═════ ТЕКСТ ДЛЯ ЧТЕНИЯ

Теперь надвигался Новый Год. Водка резко подорожала, а хорошее вино в магазинах уже вымели. Вооруженный знаниями, я решил обойтись своими средствами.

                2

Новый назначенный руководитель республики, кроме того, что имел тяжелое, неотягощенное интеллектом лицо, подобно многим его коллегам в Москве, в отличии от тонкого, умного лица нашего прежнего руководителя, был русским. Причем до этого он не бывал в республике даже проездом.

Это была звонкая оплеуха, или плевок, как угодно, в лицо всему республиканскому бомонду, и не только ему. Это сразу продемонстрировало статус республики как имперской провинции, куда из метрополии прислали прокуратора для наведения порядка. До этого, в брежневские времена культивировался образ союза народов, добровольно соединившихся вместе, во всем равноправных, и живущих в гармонии. Статус республиканских чиновников был как бы равен статусу московских, но теперь стало ясно, что для Москвы все они только петрушки, и среди них, как она, никого не стесняяясь, дала понять всему свету, нет ни одного человека, которому можно доверить руководство народом, населяющим республику. Народом, состоящим, кстати, из более чем ста национальностей, причем эти национальности сравнительно недавно приехали жить на землю, населенную издревле казахами.

══════════
═════ ИЗВЛЕЧЁННЫЕ МАТЕРИАЛЫ

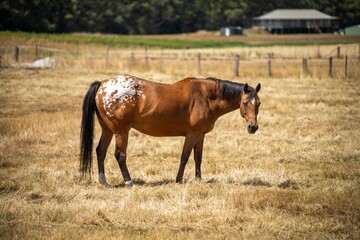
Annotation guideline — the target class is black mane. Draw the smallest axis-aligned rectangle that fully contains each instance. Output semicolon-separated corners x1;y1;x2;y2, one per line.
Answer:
206;77;253;101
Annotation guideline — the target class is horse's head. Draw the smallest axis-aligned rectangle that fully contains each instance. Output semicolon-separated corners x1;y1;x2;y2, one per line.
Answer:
240;83;261;134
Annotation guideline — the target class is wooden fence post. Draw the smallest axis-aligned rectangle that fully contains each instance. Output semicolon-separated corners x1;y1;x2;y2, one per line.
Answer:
345;55;347;80
160;49;163;72
234;54;240;77
14;46;19;62
303;58;308;76
197;53;201;74
130;52;135;65
105;47;110;67
329;57;333;78
268;53;271;77
145;47;149;67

══════════

▶ **ЧТО ТРЕБУЕТСЯ**:
A – Определите, согласуются ли с отрывком о назначении нового руководителя республики следующие утверждения: (i) до назначения новый руководитель бывал в республике лишь проездом; (ii) перед Новым Годом водка подешевела; (iii) народ республики состоит более чем из ста национальностей. На каждое ответьте «да» или «нет» и подтвердите ответ точной цитатой из отрывка.
B – Продолжите отрывок о назначении нового руководителя республики, начав сразу после его последнего предложения.

▶ **ОТВЕТЫ**:
A –
(i) Нет: «Причем до этого он не бывал в республике даже проездом».
(ii) Нет: «Водка резко подорожала».
(iii) Да: «Народом, состоящим, кстати, из более чем ста национальностей».

B –
Мои русские знакомые к этому отнеслись по разному. Потомки старожилов, считавшие эту землю своей родиной, соглашались, что Москва совершила бестактность, если не хуже. Власть показала свою глупость. Потомки приехавших позже, одобряли и злорадствовали: вот ужо сейчас им всем покажут, как надо правильно жить. А то развели кумовство, блат, взятки.

Знакомые казахи были оскорблены самой грубой формой этой замены.

- Неужели среди стольких миллионов казахов нельзя было найти одного подходящего? Хорошо, пусть бы это был русский, но свой, выросший здесь.

Я говорю не про всех русских и казахов, а о нескольких отдельных, знакомых мне людях. Общей картины я знать не могу.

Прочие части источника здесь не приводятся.